### SELECTION
====================

One way of testing whether ‘Downsize and Distribute’ is a necessary corporate strategy is to compare public and private companies. Figure 27 shows that on several basic criteria such as size, sales, growth and return on assets (ROA), private companies seem to invest more than public ones.

It could be said that public companies are less profitable and therefore have less money to invest. But that doesn’t seem to be true. Figure 28 illustrates that there is little difference between the profit margins of major US public companies (the S&P’s 500) and those of all US firms derived from the National Income and Product Account (NIPA) compiled by the Bureau of Economic Analysis, which is part of the US Department of Commerce. The graph clearly shows a steady rise in profitability over forty-five years, culminating in record highs in recent years: truly ‘profits without prosperity’. In other words, the agent–principal problem does not have to result in declining investment and short-termism.

====================

### DATASET EXTRACT
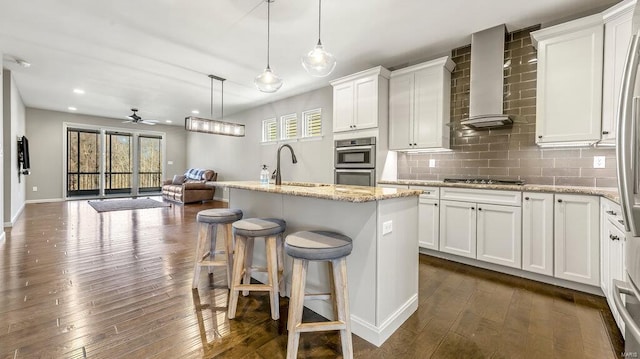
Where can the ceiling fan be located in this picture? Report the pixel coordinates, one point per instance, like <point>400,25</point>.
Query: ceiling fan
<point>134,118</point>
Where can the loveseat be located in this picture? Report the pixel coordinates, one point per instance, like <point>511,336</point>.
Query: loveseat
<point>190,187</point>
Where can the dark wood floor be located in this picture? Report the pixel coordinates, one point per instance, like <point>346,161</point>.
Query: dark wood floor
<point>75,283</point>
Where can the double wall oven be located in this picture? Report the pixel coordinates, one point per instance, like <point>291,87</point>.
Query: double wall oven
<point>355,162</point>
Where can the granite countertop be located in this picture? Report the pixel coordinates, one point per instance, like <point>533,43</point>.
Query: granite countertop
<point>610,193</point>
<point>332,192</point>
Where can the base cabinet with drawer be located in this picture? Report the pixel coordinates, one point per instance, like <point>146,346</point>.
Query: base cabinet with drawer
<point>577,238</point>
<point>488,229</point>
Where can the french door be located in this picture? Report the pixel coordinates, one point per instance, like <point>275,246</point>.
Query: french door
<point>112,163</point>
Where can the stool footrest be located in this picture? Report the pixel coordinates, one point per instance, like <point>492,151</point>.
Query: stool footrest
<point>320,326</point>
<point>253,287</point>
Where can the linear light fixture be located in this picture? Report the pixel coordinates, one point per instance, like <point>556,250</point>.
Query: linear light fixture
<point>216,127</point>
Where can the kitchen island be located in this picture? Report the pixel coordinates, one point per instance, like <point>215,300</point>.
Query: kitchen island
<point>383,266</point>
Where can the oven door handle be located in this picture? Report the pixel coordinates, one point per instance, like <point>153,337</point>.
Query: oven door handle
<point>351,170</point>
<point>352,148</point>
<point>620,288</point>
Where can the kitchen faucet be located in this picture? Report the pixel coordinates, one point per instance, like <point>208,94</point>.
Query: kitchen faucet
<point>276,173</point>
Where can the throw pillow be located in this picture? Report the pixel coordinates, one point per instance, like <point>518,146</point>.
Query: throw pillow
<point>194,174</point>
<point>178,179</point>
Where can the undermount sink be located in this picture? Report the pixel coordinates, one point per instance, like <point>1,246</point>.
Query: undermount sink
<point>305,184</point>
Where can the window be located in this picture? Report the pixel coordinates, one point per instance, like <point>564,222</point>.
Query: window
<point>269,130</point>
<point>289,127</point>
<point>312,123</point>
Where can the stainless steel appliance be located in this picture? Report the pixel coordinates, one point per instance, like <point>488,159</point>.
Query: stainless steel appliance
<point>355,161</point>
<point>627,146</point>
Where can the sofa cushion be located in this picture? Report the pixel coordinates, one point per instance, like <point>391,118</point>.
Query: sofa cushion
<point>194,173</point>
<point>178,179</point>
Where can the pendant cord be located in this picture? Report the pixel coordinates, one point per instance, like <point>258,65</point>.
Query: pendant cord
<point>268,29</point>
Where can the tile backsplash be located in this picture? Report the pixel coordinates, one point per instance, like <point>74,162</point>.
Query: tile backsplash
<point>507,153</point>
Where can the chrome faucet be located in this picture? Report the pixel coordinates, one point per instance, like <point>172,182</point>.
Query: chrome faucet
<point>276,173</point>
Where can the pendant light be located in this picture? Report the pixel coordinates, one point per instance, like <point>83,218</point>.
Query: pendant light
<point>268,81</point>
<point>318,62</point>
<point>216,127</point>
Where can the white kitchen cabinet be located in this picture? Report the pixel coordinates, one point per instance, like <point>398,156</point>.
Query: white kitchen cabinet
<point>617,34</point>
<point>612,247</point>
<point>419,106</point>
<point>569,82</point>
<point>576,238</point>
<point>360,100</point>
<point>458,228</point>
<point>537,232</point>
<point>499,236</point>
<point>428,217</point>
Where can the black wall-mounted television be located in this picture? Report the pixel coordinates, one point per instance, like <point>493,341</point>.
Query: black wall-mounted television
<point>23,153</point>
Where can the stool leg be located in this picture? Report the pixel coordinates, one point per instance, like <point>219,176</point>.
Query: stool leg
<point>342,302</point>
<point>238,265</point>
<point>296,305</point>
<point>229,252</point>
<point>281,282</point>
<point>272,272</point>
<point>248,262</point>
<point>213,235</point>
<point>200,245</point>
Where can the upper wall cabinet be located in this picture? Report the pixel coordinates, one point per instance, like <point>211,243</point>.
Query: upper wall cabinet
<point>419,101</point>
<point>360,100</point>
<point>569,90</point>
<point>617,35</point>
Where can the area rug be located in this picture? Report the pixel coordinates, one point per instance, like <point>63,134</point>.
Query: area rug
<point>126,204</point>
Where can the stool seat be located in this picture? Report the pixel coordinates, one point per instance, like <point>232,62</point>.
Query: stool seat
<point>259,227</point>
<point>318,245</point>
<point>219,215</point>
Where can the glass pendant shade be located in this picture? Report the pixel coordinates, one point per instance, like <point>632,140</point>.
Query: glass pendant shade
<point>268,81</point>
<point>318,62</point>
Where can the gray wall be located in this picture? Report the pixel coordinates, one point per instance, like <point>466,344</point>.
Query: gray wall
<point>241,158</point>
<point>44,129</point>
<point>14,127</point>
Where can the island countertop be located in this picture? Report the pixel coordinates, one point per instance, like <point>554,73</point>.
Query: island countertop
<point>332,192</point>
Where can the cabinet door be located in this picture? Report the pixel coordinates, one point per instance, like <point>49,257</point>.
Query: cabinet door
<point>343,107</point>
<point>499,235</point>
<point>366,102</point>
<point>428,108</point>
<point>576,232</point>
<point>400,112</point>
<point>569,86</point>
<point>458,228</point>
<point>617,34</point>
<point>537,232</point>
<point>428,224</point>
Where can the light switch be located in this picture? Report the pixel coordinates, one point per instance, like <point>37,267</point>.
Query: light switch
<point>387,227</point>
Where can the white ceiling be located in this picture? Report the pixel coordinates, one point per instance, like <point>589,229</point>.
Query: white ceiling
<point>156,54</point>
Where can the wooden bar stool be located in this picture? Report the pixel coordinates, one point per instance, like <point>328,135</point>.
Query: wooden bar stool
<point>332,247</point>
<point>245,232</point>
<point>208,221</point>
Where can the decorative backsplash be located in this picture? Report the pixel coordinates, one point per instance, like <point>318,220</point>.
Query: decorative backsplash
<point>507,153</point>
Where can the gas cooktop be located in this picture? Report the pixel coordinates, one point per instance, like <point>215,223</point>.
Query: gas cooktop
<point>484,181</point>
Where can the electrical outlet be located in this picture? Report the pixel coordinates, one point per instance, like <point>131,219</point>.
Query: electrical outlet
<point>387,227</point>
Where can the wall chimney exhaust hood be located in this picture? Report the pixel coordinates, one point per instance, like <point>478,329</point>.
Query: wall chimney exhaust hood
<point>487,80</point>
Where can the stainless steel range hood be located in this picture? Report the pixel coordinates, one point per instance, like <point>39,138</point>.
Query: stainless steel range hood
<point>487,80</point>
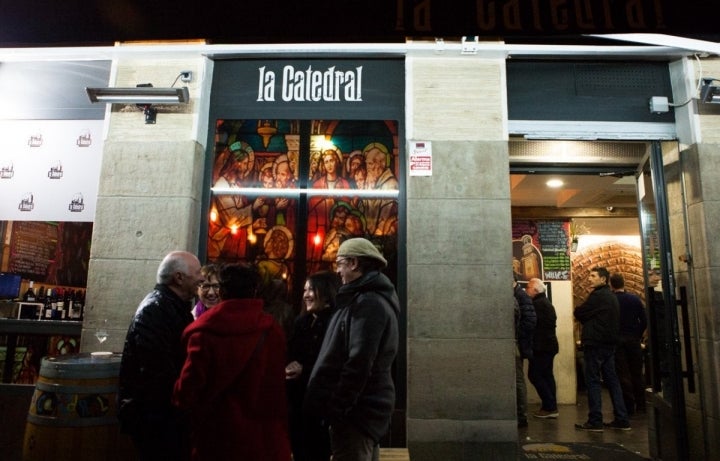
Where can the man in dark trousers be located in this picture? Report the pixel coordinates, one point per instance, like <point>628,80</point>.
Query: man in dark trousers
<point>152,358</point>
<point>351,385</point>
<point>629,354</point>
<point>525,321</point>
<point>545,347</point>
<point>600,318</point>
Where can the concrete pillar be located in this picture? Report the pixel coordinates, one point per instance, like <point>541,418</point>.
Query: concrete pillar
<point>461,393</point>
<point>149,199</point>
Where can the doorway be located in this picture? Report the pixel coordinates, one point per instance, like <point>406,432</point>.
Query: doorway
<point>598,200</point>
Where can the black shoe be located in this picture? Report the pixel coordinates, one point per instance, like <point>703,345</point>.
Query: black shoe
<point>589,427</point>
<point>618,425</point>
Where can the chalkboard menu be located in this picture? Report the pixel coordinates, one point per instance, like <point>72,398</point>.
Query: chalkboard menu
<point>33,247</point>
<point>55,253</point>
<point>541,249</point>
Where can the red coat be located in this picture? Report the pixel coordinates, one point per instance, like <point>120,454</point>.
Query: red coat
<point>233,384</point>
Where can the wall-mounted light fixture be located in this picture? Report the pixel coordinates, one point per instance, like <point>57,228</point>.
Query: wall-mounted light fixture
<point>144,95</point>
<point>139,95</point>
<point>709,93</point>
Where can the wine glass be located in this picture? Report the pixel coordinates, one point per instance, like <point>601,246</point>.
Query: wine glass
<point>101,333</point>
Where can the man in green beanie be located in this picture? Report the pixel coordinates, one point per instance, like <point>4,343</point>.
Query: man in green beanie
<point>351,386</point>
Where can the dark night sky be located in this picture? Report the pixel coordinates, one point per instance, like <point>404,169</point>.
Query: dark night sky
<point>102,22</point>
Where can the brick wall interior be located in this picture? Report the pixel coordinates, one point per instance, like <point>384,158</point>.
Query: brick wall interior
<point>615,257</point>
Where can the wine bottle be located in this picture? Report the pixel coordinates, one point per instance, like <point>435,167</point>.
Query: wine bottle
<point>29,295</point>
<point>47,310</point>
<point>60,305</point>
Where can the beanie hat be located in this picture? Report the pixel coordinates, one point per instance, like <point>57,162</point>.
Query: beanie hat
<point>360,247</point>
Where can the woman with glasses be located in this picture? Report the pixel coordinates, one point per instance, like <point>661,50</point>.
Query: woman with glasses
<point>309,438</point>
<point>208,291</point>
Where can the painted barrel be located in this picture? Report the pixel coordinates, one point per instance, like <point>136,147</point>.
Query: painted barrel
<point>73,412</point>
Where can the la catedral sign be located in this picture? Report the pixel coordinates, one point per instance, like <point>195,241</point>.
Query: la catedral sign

====================

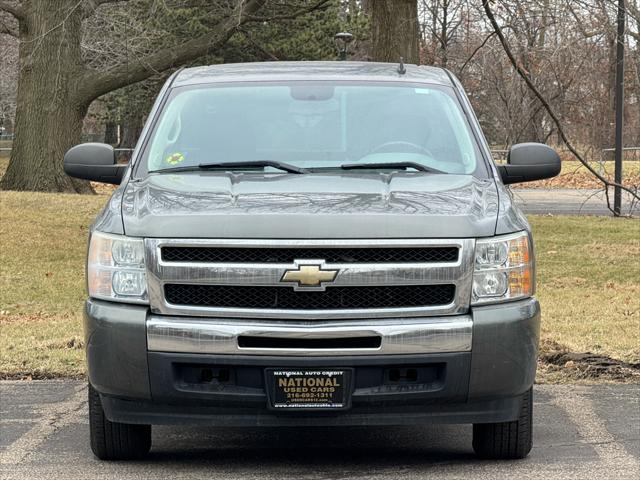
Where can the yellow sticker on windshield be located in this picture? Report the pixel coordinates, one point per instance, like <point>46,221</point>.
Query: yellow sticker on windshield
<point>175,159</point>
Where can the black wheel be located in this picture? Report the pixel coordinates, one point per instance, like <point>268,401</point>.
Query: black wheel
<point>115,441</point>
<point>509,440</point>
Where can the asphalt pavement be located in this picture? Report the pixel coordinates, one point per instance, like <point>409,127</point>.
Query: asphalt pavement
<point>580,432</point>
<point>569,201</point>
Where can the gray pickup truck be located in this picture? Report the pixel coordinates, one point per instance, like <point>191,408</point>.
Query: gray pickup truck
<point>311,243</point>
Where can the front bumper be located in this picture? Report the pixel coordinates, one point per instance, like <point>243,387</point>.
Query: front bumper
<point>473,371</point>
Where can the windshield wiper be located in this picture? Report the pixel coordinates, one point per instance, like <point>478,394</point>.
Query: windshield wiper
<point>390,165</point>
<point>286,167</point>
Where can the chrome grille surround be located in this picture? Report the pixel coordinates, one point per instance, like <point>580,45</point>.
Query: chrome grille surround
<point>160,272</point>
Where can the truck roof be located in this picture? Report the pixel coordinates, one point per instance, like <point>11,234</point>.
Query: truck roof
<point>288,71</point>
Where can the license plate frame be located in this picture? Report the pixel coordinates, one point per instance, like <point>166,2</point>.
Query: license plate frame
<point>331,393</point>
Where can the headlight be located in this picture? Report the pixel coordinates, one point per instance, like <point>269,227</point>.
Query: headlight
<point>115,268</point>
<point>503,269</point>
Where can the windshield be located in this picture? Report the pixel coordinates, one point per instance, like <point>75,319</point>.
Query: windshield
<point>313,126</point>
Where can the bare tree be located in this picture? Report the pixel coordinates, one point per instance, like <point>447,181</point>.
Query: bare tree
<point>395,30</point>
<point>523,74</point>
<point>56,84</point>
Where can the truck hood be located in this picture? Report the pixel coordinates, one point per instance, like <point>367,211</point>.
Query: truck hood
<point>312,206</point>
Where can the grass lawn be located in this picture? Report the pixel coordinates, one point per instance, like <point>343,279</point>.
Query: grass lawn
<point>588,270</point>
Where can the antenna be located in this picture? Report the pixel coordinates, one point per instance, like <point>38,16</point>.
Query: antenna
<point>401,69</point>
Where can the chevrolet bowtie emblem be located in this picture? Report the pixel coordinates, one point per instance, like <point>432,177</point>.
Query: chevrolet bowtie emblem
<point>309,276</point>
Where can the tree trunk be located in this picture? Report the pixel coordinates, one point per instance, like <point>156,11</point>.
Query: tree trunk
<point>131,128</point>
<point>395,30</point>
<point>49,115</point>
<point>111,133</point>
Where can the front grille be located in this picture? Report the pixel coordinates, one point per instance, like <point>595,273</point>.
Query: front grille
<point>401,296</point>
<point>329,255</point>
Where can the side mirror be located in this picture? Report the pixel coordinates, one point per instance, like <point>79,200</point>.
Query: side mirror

====================

### REQUIREMENTS
a) Reproduce the passage on corporate investment between "It could be" and "investment and short-termism.", inclusive.
b) Carry on the passage on corporate investment from its final sentence.
The records have no connection to the passage on corporate investment.

### ANSWERS
a)
It could be said that public companies are less profitable and therefore have less money to invest. But that doesn’t seem to be true. Figure 28 illustrates that there is little difference between the profit margins of major US public companies (the S&P’s 500) and those of all US firms derived from the National Income and Product Account (NIPA) compiled by the Bureau of Economic Analysis, which is part of the US Department of Commerce. The graph clearly shows a steady rise in profitability over forty-five years, culminating in record highs in recent years: truly ‘profits without prosperity’. In other words, the agent–principal problem does not have to result in declining investment and short-termism.

b)
Figure 27.Private-sector firm vs public firm investment rates (percentage of total assets) 31

Figure 28.Non-financial sector public company profitability (GMO) 32

So, if margins are high but investment is low, what have companies done with their profits? Following the money leads us directly to shareholders. As we can see from Figure 29, corporations have largely returned profits to shareholders in the form of dividends and share buy-backs. Having averaged 10–20 per cent in the 1970s, the percentage of cash flow returned to shareholders has remained above 30, and sometimes substantially more than that for most of the past thirty years, although it dipped during the tech boom in the early 2000s when companies were investing.

What emerges from the evidence presented so far is that, just like finance, the financialization of the productive sector extracts value – objectively, rent. But not only in the productive sector. In recent years a wide range of businesses in the UK, from social providers like care homes to utilities such as water, both of which had previously been regarded as steady and unexciting investments, have been subject to financial engineering by new owners, often PE firms. The result is a transformation of public goods into private goods.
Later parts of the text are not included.